------ Record extracts ------

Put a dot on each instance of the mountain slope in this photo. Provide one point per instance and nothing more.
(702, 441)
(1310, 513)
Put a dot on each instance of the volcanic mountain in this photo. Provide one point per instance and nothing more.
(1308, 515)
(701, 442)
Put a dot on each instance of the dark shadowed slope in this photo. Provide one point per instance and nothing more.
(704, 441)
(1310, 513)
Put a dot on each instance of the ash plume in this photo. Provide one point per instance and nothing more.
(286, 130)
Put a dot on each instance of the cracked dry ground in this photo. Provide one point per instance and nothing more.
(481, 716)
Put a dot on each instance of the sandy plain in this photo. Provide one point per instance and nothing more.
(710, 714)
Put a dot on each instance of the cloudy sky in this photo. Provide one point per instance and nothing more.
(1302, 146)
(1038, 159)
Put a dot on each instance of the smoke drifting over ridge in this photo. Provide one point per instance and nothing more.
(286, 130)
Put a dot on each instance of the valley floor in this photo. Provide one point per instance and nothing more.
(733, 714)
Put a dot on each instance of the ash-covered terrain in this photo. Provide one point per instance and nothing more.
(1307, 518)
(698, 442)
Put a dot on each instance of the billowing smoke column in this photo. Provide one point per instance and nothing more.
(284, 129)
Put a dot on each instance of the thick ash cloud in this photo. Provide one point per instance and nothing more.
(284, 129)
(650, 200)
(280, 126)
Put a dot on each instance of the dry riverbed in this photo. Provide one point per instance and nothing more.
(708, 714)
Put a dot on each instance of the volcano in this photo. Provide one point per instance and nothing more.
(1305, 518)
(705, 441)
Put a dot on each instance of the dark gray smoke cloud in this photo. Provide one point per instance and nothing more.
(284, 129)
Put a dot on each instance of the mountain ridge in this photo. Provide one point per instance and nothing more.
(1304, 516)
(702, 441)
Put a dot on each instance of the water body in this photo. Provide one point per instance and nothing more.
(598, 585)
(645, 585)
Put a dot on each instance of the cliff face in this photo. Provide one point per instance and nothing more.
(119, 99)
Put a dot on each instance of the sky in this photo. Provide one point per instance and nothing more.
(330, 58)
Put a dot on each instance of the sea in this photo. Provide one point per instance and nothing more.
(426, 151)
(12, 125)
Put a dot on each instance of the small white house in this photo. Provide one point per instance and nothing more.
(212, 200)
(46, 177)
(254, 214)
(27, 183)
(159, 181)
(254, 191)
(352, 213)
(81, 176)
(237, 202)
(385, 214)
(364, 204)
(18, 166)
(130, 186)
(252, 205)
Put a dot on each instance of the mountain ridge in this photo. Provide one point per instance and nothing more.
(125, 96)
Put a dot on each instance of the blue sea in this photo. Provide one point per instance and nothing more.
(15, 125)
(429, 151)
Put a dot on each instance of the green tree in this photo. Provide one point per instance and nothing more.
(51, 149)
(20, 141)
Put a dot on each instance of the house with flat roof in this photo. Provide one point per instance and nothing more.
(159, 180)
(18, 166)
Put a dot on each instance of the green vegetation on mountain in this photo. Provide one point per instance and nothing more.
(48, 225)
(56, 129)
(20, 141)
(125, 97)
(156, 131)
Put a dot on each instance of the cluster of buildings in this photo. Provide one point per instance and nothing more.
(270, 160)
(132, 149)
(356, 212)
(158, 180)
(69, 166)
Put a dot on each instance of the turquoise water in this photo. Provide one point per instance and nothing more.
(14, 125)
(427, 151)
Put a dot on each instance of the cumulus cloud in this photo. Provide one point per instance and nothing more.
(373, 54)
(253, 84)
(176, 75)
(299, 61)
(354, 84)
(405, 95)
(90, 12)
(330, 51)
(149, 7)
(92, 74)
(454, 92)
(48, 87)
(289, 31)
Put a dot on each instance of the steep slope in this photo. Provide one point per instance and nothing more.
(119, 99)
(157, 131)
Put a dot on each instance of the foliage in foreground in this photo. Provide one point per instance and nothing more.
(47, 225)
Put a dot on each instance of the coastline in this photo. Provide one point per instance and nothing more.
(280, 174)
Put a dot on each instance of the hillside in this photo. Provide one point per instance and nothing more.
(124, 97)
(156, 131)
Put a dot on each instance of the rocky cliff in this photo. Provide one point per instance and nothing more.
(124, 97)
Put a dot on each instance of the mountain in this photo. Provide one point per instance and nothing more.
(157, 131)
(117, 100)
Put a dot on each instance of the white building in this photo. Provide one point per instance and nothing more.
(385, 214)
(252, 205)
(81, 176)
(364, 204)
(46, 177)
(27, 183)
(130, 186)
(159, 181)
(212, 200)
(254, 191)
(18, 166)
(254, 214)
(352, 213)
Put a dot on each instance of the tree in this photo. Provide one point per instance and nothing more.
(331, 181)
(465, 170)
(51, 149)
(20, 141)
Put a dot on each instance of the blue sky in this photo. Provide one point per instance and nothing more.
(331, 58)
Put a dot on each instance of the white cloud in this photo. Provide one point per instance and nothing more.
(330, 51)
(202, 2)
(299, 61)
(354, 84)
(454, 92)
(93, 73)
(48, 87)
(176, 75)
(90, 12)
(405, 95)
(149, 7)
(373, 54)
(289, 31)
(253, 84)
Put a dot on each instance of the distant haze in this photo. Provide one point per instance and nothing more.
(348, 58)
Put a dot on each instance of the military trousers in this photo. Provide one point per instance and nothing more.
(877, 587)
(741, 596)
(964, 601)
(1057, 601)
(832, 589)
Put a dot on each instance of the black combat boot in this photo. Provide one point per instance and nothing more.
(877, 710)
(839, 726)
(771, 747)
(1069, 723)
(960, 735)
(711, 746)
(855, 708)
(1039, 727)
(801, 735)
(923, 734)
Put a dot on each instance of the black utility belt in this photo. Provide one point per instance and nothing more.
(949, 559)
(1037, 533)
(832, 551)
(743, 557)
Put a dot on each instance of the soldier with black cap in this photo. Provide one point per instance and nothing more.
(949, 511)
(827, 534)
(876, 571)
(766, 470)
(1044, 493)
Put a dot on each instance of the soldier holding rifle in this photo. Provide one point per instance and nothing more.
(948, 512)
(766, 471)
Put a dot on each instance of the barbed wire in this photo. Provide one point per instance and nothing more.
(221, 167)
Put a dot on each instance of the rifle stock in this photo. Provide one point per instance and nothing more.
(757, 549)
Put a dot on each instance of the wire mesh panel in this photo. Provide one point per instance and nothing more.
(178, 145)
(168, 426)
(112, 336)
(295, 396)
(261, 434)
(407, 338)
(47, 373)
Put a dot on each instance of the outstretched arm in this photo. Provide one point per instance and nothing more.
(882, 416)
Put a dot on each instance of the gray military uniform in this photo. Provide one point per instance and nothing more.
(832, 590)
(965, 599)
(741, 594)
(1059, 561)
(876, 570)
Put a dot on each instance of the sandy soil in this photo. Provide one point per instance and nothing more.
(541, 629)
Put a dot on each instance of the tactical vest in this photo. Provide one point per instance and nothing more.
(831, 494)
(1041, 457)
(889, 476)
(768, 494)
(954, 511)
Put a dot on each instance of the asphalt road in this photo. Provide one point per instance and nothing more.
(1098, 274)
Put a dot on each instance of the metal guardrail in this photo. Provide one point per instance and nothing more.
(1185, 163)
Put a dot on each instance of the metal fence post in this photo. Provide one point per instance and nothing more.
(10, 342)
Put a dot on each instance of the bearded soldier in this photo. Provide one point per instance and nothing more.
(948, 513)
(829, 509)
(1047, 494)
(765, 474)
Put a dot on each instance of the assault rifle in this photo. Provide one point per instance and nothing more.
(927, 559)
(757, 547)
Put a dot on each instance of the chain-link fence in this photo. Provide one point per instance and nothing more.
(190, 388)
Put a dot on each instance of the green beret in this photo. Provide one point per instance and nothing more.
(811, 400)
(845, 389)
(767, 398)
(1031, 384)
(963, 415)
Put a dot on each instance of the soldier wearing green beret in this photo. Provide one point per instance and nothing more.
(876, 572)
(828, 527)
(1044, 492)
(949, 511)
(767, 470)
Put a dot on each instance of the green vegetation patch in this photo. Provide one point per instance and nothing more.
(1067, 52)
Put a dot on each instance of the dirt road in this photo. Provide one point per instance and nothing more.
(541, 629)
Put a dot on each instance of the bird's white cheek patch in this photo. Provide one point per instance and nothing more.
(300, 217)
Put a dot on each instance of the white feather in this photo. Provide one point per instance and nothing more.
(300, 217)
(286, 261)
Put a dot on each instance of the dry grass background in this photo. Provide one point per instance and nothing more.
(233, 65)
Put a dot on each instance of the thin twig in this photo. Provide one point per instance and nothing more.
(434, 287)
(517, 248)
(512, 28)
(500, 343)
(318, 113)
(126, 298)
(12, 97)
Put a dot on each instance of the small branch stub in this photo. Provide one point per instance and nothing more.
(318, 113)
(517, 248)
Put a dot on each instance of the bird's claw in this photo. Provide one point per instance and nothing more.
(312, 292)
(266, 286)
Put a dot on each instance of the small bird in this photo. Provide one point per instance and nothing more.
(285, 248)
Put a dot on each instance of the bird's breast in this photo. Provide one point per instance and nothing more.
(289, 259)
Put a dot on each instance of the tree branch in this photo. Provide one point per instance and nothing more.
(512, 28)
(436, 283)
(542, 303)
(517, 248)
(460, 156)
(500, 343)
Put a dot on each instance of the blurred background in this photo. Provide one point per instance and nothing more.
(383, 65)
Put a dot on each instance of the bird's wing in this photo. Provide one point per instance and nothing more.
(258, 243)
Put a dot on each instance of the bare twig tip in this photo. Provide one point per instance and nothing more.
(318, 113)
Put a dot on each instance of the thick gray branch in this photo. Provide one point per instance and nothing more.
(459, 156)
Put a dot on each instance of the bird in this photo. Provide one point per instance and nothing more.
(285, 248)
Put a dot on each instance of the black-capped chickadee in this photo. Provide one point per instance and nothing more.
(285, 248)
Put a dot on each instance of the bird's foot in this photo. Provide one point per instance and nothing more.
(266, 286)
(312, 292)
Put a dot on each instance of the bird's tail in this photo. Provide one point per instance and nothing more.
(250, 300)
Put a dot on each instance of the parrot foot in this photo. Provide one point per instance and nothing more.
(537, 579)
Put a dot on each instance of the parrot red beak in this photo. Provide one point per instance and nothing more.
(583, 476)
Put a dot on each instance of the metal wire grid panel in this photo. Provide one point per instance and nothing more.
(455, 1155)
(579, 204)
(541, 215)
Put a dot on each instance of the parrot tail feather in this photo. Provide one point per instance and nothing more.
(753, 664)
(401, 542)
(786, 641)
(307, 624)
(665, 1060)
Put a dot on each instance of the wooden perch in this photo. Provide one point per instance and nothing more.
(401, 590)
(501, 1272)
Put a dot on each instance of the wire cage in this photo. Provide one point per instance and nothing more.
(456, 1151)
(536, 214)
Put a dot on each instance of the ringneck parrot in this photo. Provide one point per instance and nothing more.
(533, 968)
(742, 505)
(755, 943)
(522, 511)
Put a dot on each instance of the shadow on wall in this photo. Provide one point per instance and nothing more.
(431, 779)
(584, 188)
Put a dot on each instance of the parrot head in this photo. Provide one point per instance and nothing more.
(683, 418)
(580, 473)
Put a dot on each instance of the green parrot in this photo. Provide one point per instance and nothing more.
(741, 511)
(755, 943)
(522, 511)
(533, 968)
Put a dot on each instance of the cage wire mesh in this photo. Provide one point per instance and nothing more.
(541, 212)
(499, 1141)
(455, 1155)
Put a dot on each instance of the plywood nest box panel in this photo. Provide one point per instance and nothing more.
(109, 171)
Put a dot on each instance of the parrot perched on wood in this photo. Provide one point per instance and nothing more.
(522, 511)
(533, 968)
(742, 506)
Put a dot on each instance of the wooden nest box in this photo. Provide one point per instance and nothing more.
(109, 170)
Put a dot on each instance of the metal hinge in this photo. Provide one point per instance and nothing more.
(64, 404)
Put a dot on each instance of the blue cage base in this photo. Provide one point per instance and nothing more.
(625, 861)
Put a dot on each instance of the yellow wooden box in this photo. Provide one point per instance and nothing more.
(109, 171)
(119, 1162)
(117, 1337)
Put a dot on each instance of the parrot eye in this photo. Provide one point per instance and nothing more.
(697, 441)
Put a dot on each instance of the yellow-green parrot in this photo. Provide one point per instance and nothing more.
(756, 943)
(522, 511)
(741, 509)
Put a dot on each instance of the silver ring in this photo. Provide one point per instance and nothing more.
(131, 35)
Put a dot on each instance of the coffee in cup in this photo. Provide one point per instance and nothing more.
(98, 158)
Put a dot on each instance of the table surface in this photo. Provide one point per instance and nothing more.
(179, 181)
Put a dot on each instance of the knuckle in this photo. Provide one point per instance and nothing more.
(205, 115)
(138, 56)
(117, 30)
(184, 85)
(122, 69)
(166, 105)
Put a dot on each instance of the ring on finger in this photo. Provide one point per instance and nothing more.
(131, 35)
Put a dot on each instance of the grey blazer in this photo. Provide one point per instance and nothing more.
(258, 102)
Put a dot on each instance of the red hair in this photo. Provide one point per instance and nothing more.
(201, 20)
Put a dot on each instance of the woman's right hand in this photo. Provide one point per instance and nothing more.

------

(Given task)
Rewrite the entries from the line with "Put a dot on each instance of the bird's tail" up to and including the line with "(501, 1272)", replacing "parrot" with "macaw" throughout and leaving everything else unchanged.

(Completed exercise)
Put a dot on each instance of the bird's tail in this photo. Provide one point per instance and nothing more.
(250, 300)
Put a dot on each instance of the macaw foot in this photo. Provide one point per instance and nothing more.
(537, 579)
Put a dot on each instance of the macaw red beak in this photo. Provide one point per instance and nothing more.
(583, 476)
Put a dot on each instance of the metal wire grid panel in this photo. Provide one point per instance and nothing more.
(455, 1155)
(579, 204)
(541, 215)
Put a dot on each instance of the macaw tail feather in this photo. Provide one point per instance and nothing more.
(753, 664)
(401, 542)
(786, 641)
(307, 624)
(665, 1060)
Put a dot on each instance of the wooden perch in this photo. Provide one point per instance and nothing more.
(401, 590)
(501, 1272)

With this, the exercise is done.